Exercises to complete -
1 > Print the passage of the article on New Zealand's climate report from "An initial report, issued" up to and including "waterways and ecosystems.".
2 > In the article on New Zealand's climate report, who led the panel of authors?
3 > Decide whether each statement agrees with the article on New Zealand's climate report, answering yes or no and quoting the words that settle it: (a) New Zealand transport remains 99 per cent dependent on fossil fuels. (b) The initial report came out on the same day as the follow-up. (c) Moving one tonne of freight by diesel-powered rail produces more than a third of the emissions of moving it by road.

Excerpt -
>>>
New Zealand can and must do more to fight climate change on the home front, say authors of a high-level report out today.
In the second of two major papers published by the Royal Society of New Zealand, researchers have laid out a range of actions they say the country could start taking now.
An initial report, issued last week, warned several degrees of temperature increase by the end of century would put the country further at risk of flooding, drought, storm surge and put even greater pressure on waterways and ecosystems.
A follow-up being launched in Wellington today provides a blueprint for shifting to a low-carbon economy through improvements in energy, transport, building, agriculture, industry and land use.
Massey University sustainable energy expert Professor Ralph Sims, who led the panel of authors, said there were already many options that were well understood, achievable and likely to have flow-on benefits.
"Business-as-usual approaches will not get us where we need to be; ambitious action is needed now by all New Zealanders."
The report noted how the impact of New Zealand's Emissions Trading Scheme - used to meet our emissions target through buying carbon credits from a range of overseas sources - had been limited in reducing actual domestic emissions.
Around half of New Zealand's greenhouse gas emissions stem from burning coal, oil and gas for electricity, transport, industry heat processes and other everyday uses, with the rest coming from agriculture through emissions of nitrous oxide from animal waste and methane, mainly belched from ruminant cattle.
Ways to improve transport, still 99 per cent dependent on fossil fuels, included setting vehicle fuel efficiency standards, encouraging the use of low or zero-emissions vehicles and prioritising walking, cycling and public transport in urban design.
Considerable emissions savings could be made by moving road freight to shipping or rail, Professor Sims said. "As an example, the transport of one tonne of freight by diesel-powered rail produces less than a third of the emissions than transport over the same journey by road."
<<<
Provided information -
>>>
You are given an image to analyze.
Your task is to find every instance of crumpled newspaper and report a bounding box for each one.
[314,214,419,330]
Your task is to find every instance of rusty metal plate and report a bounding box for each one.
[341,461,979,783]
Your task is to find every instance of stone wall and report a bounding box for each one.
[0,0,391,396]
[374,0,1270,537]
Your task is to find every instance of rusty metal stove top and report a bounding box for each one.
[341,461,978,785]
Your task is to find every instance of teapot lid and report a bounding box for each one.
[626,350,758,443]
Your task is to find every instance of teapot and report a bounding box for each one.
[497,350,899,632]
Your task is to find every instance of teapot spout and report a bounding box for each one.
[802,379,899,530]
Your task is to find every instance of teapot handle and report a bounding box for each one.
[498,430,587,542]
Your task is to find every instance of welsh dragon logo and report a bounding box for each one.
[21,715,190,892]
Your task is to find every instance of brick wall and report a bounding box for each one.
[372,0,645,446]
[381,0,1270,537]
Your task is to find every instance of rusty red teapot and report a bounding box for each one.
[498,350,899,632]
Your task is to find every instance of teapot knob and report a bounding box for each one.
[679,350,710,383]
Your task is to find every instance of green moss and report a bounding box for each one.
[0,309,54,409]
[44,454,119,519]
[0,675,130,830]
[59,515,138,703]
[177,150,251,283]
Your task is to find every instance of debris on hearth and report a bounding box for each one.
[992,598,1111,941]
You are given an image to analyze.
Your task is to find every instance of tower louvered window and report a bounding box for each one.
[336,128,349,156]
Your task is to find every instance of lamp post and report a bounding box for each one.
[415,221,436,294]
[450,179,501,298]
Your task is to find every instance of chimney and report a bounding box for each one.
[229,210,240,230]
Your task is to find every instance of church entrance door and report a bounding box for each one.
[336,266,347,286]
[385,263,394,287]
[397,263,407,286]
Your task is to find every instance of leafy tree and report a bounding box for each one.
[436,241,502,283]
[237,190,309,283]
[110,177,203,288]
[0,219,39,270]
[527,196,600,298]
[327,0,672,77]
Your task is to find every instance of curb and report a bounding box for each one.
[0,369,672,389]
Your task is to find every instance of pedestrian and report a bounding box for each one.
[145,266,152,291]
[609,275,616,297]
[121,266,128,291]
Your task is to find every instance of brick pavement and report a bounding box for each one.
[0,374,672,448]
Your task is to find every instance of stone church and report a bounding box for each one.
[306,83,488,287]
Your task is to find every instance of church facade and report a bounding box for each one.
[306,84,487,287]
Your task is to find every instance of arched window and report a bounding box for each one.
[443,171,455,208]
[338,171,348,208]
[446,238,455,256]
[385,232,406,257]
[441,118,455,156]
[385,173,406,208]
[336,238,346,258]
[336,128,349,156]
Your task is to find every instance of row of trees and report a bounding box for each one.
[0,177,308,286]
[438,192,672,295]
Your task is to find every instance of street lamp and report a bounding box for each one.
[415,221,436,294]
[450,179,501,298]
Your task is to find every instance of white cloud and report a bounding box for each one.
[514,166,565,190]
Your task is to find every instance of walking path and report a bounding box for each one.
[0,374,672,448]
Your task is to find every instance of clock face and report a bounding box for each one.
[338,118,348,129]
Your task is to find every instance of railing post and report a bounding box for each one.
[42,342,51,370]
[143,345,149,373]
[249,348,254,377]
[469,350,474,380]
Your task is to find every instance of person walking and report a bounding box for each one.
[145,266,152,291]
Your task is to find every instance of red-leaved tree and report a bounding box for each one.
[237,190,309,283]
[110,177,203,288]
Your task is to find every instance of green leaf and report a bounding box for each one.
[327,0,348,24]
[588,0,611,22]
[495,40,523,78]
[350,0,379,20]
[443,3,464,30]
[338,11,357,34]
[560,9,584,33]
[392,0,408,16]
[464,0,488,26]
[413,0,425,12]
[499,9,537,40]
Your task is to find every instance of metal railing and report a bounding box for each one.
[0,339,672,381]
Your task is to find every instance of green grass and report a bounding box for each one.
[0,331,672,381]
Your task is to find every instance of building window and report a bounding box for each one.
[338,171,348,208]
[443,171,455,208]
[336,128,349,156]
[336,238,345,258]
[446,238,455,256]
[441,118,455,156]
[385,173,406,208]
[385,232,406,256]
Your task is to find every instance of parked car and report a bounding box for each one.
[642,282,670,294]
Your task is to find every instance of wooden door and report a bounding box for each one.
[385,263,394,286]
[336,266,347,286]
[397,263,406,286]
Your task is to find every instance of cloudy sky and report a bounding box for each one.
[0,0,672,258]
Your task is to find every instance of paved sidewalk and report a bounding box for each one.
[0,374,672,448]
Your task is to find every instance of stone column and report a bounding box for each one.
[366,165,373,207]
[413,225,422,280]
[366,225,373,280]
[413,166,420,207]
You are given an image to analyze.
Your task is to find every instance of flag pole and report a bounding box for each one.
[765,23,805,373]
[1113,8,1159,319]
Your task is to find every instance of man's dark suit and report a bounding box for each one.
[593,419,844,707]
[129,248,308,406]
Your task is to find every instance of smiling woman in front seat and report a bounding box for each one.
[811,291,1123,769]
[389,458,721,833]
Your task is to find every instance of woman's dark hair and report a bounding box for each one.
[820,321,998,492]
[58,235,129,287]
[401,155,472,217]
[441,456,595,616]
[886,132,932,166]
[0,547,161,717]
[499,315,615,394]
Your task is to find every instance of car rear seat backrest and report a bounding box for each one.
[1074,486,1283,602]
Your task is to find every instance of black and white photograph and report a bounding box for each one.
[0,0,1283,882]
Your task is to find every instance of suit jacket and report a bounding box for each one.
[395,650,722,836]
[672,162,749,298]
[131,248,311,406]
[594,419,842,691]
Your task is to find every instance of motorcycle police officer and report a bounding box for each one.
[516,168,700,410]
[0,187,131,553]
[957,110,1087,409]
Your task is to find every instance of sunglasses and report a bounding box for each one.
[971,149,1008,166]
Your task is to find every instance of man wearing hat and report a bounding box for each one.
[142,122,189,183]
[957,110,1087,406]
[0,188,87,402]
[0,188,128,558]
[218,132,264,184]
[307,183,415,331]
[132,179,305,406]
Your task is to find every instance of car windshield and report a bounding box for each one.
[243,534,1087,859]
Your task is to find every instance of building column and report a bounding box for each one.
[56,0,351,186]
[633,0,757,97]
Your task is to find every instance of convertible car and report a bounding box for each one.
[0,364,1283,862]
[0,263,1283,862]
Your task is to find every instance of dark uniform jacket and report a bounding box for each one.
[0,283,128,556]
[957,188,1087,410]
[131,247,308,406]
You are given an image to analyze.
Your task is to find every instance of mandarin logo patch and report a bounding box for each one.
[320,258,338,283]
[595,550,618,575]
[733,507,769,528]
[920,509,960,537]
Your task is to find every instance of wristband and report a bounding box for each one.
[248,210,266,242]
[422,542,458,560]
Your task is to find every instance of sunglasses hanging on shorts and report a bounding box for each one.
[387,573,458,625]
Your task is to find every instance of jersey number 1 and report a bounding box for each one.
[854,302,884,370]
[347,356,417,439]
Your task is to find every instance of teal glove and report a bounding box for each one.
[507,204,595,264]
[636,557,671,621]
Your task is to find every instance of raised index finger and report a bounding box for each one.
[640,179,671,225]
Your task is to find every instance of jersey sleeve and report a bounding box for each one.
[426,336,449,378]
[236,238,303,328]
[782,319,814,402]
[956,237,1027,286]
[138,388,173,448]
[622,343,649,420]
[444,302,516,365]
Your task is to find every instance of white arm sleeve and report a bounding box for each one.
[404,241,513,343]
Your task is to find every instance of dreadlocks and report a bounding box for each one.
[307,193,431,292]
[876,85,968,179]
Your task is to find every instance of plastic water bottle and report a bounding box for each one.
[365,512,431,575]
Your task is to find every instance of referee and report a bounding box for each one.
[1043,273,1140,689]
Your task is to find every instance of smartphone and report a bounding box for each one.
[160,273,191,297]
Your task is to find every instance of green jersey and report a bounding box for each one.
<<<
Solved tasks -
1 >
An initial report, issued last week, warned several degrees of temperature increase by the end of century would put the country further at risk of flooding, drought, storm surge and put even greater pressure on waterways and ecosystems.

2 > Massey University sustainable energy expert Professor Ralph Sims led the panel.

3 >
(a) Yes: "still 99 per cent dependent on fossil fuels"
(b) No: "An initial report, issued last week"
(c) No: "produces less than a third of the emissions than transport over the same journey by road"